• REQUIREMENTS: Each entry that follows must be output without any deviation.
# Start of DATA SUPPLIED
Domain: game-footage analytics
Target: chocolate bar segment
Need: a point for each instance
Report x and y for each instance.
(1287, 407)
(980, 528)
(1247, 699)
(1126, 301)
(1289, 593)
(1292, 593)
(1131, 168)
# End of DATA SUPPLIED
• WORKED SOLUTION:
Domain: game-footage analytics
Target: chocolate bar segment
Need: a point for each instance
Report x and y for each instance.
(1287, 407)
(980, 528)
(1247, 699)
(1126, 301)
(1289, 593)
(1292, 593)
(1131, 168)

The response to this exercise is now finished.